* [What the task requires]: In the entries below, find each line with the word "rough" and pull it out.

* [Records for this task]:
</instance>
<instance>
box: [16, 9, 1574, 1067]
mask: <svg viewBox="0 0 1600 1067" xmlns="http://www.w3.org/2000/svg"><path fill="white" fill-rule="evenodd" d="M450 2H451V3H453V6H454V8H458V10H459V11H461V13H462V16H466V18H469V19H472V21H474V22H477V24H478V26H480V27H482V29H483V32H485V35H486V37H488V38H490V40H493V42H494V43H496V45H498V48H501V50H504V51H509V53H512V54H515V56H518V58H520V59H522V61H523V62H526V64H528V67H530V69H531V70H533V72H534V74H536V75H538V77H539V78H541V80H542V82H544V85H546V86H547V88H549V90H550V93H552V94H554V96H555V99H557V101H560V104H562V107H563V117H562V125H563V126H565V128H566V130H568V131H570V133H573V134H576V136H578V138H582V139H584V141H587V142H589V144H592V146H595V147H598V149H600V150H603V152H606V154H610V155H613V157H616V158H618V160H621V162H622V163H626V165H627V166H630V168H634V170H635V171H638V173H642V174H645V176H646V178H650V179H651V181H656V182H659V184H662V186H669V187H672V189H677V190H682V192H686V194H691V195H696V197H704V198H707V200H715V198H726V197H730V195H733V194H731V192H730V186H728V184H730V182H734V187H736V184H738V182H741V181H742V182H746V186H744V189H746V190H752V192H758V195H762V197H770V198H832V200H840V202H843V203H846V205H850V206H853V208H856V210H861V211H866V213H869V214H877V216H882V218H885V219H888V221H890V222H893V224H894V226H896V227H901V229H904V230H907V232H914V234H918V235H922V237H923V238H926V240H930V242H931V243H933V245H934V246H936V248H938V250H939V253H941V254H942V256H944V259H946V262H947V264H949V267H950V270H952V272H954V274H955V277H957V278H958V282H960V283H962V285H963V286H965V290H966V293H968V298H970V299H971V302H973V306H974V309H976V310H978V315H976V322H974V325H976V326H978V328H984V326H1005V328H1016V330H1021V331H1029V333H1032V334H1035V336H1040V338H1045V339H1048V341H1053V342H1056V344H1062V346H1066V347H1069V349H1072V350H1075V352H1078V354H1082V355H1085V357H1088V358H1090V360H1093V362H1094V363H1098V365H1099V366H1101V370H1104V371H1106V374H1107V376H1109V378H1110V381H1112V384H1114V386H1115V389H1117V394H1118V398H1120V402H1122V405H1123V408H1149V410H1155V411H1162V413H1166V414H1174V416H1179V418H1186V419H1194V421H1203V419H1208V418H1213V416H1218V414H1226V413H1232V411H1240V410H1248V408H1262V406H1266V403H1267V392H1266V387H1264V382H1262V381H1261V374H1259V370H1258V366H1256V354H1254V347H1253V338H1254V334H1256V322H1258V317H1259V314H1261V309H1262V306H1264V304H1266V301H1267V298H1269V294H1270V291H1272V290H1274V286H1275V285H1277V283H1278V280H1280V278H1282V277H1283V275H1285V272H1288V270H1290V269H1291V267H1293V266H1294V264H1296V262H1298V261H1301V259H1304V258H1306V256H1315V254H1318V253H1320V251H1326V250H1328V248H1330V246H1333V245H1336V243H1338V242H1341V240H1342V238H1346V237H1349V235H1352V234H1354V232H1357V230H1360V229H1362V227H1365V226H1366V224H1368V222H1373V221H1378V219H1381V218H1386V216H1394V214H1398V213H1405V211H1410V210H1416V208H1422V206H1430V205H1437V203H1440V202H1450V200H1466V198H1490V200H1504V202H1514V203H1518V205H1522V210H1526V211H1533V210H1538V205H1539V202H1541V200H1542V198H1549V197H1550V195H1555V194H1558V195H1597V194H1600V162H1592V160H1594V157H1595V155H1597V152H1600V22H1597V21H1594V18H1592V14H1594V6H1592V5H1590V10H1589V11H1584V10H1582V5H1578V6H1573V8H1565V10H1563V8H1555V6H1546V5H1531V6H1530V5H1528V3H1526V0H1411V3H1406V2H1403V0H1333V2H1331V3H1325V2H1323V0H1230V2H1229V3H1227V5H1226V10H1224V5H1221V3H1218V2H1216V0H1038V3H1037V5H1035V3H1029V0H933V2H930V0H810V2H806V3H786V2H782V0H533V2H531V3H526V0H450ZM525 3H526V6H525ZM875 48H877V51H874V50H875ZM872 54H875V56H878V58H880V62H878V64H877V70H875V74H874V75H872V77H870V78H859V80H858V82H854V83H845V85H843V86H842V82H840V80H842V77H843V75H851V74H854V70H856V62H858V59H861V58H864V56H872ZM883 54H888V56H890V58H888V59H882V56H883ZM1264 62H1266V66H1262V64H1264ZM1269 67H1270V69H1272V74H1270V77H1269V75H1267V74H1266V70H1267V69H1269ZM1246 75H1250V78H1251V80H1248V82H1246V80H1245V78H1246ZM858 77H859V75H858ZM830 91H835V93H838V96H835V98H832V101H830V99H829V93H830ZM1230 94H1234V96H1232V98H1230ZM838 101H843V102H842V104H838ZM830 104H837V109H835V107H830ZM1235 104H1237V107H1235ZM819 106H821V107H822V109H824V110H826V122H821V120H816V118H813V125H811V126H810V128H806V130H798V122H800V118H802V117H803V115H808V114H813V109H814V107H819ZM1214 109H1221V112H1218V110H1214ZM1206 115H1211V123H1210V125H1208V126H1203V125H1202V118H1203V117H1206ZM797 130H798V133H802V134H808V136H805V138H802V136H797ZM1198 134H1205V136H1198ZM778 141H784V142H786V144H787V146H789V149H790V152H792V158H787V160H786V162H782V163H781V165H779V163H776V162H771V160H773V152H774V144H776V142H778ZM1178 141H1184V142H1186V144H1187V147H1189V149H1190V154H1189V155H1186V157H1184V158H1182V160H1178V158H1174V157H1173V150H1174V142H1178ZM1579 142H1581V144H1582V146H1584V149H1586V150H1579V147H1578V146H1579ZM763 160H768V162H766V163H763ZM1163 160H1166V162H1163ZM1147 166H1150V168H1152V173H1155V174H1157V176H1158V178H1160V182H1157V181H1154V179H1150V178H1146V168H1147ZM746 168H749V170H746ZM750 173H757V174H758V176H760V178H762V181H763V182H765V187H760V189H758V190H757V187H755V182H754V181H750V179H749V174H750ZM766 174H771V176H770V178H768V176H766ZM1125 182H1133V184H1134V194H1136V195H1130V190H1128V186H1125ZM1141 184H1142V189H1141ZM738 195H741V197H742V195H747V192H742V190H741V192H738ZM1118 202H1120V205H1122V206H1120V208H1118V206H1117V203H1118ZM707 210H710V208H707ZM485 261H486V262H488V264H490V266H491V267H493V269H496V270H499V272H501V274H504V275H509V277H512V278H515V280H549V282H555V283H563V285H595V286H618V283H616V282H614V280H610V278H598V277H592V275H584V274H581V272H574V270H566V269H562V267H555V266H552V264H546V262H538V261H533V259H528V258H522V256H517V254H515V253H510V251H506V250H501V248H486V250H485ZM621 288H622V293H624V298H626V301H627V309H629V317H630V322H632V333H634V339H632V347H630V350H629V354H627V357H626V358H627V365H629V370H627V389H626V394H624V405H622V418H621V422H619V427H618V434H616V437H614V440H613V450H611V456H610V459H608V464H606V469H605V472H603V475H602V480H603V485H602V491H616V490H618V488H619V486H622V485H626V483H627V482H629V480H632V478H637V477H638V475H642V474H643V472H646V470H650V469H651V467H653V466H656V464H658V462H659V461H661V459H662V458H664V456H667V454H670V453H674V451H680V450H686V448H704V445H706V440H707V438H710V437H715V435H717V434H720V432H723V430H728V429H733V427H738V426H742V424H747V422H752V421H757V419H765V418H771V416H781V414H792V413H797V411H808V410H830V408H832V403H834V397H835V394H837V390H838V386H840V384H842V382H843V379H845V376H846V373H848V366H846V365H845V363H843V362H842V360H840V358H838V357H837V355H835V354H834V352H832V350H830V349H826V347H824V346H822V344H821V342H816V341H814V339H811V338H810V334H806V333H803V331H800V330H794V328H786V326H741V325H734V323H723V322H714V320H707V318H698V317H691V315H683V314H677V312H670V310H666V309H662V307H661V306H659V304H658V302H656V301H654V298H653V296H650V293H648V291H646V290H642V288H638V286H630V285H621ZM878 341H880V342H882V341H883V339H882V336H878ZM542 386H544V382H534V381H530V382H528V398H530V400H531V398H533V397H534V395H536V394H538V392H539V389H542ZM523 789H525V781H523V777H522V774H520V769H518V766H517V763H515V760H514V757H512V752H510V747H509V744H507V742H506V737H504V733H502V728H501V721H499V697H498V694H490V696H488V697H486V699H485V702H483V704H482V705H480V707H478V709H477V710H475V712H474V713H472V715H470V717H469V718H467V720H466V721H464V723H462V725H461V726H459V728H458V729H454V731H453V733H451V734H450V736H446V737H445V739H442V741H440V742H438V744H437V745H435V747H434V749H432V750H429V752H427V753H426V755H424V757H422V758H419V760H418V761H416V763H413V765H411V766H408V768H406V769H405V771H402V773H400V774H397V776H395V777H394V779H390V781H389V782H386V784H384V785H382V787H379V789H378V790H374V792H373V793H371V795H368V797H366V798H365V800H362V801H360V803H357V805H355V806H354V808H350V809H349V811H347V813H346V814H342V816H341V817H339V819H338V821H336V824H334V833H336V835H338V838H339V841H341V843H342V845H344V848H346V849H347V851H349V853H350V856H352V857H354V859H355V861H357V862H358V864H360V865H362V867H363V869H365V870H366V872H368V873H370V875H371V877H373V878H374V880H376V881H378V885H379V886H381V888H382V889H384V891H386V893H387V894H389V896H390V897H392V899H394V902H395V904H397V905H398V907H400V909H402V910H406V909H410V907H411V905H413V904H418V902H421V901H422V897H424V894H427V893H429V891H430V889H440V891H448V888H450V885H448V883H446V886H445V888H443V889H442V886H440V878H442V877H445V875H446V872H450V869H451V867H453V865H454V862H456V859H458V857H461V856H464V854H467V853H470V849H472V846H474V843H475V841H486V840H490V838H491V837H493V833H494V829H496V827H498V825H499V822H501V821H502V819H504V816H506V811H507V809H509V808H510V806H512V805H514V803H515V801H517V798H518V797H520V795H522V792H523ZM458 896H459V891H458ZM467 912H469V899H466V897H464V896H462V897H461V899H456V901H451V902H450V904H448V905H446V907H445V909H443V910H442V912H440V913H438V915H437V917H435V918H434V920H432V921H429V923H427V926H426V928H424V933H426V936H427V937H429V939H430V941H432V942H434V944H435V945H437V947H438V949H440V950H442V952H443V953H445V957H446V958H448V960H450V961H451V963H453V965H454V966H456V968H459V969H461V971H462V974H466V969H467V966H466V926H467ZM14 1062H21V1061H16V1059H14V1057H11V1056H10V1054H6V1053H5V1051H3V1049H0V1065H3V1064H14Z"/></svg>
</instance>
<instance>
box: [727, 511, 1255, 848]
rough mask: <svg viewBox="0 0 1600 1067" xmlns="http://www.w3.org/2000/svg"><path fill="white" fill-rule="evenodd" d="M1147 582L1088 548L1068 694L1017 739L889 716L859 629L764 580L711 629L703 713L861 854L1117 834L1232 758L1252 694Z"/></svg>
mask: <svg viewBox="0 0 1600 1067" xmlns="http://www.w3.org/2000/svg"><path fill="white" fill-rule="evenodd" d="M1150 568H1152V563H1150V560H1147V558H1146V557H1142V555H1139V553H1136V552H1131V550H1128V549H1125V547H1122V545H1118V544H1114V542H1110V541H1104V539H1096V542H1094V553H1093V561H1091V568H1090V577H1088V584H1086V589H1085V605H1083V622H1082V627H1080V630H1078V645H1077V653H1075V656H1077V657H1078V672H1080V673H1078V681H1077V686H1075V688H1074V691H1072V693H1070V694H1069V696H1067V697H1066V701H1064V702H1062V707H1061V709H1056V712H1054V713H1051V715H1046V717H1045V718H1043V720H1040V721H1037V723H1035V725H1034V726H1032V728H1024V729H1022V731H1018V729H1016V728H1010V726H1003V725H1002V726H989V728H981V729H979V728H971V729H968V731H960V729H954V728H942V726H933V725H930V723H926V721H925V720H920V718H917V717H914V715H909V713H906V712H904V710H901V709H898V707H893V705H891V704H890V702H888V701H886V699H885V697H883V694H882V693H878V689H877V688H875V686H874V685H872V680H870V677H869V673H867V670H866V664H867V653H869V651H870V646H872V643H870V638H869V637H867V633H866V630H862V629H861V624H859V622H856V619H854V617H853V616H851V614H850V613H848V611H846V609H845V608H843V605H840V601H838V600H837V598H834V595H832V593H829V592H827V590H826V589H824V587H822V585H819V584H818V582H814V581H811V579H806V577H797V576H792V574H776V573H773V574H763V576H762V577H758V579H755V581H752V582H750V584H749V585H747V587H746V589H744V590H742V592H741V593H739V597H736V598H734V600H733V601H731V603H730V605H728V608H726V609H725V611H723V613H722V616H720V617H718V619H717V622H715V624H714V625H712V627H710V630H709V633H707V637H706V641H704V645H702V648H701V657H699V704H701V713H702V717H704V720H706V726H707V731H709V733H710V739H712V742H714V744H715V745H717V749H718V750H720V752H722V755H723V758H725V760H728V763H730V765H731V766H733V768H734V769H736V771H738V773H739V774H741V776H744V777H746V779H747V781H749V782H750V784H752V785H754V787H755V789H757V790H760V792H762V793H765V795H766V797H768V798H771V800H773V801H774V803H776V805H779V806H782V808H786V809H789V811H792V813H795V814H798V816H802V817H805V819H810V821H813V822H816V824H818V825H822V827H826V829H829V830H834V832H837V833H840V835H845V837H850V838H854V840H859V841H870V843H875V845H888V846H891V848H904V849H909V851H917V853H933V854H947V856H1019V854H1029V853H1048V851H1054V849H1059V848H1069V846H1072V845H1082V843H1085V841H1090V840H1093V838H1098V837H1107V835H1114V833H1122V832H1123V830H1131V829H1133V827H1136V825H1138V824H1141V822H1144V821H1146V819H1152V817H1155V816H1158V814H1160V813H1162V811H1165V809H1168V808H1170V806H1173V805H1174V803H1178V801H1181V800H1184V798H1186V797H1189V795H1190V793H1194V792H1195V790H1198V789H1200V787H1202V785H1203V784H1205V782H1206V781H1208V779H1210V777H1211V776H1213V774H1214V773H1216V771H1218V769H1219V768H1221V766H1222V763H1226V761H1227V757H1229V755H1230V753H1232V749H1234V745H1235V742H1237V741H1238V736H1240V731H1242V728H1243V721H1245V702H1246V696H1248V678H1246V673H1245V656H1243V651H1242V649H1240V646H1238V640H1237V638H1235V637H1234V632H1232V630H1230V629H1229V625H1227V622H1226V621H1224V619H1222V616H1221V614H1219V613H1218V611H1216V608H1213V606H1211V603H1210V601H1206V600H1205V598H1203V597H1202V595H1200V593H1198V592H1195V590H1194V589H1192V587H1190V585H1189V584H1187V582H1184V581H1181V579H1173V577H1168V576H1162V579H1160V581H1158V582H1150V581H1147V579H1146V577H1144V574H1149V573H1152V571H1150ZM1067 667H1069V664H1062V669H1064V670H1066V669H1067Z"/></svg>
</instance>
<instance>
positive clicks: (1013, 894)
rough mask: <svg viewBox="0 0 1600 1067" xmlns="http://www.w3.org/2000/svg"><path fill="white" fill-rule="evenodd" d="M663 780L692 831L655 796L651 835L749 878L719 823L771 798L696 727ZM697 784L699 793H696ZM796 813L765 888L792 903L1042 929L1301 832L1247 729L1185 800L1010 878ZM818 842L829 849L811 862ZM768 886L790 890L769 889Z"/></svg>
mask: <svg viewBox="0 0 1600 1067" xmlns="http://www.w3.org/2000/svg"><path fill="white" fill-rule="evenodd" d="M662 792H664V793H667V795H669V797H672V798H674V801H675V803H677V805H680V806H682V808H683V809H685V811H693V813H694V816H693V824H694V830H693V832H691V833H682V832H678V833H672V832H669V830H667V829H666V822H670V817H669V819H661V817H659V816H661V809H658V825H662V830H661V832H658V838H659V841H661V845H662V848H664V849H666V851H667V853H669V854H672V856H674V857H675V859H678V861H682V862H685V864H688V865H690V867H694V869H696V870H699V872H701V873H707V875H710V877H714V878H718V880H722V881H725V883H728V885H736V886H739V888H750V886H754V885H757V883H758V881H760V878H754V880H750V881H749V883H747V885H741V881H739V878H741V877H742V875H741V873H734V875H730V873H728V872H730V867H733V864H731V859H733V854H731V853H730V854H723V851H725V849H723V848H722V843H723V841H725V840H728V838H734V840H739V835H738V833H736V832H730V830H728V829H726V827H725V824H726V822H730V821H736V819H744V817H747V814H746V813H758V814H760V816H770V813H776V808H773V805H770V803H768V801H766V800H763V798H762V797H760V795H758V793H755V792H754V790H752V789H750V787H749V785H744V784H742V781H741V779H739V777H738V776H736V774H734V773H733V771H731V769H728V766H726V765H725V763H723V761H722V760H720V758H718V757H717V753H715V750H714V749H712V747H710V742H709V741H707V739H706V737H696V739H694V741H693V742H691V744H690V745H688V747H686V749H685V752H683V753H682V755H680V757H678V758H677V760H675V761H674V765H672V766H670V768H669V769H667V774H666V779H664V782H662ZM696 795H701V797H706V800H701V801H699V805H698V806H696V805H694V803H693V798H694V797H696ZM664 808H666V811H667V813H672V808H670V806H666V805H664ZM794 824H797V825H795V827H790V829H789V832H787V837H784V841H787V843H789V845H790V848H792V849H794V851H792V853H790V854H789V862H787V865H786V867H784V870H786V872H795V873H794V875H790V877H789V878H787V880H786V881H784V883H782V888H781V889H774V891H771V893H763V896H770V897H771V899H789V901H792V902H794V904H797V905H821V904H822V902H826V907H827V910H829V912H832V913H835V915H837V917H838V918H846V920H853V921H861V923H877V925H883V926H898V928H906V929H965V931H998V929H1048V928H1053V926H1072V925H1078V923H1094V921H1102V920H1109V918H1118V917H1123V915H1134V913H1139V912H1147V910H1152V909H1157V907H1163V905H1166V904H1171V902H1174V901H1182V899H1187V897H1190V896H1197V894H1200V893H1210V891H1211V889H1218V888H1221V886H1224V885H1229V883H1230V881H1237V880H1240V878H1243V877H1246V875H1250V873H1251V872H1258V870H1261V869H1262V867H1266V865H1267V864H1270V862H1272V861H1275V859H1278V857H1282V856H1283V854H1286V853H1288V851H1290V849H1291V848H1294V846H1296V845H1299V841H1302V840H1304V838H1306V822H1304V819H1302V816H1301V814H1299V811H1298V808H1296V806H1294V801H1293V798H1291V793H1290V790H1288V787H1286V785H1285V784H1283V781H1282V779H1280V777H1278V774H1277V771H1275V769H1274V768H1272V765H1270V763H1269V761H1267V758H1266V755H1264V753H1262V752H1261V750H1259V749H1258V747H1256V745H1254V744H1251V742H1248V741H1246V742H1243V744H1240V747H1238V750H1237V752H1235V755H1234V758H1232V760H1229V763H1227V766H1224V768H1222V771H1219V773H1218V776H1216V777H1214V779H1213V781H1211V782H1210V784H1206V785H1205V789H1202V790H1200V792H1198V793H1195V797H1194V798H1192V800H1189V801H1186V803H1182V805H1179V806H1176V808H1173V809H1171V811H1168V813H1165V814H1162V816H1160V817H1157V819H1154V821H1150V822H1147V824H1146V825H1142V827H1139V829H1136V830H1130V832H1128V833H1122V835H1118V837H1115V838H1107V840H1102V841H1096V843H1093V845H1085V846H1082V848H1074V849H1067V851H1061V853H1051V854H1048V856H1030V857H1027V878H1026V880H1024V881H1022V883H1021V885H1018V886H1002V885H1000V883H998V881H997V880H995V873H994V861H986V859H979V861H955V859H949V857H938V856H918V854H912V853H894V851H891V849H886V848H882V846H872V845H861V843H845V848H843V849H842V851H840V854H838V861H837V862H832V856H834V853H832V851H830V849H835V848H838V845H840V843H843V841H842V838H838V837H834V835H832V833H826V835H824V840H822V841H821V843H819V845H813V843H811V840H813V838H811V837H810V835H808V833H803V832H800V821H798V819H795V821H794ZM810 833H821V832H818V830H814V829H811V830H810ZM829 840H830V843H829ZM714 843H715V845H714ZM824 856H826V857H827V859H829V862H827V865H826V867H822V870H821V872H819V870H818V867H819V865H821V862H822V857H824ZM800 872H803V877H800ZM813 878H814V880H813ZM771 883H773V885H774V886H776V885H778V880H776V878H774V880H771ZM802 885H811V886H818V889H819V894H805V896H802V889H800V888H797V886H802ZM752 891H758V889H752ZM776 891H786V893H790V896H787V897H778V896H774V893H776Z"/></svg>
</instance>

* [Answer]:
rough mask: <svg viewBox="0 0 1600 1067" xmlns="http://www.w3.org/2000/svg"><path fill="white" fill-rule="evenodd" d="M1147 582L1088 548L1068 694L1017 739L889 716L859 629L764 580L711 629L703 713L861 854L1117 834L1232 758L1252 694Z"/></svg>
rough mask: <svg viewBox="0 0 1600 1067" xmlns="http://www.w3.org/2000/svg"><path fill="white" fill-rule="evenodd" d="M663 780L692 831L655 796L651 835L749 878L719 823L771 798L696 727ZM697 784L699 793H696ZM796 813L765 888L792 903L1042 929L1301 832L1247 729L1185 800L1010 878ZM818 842L829 849L811 862ZM768 886L790 890L769 889Z"/></svg>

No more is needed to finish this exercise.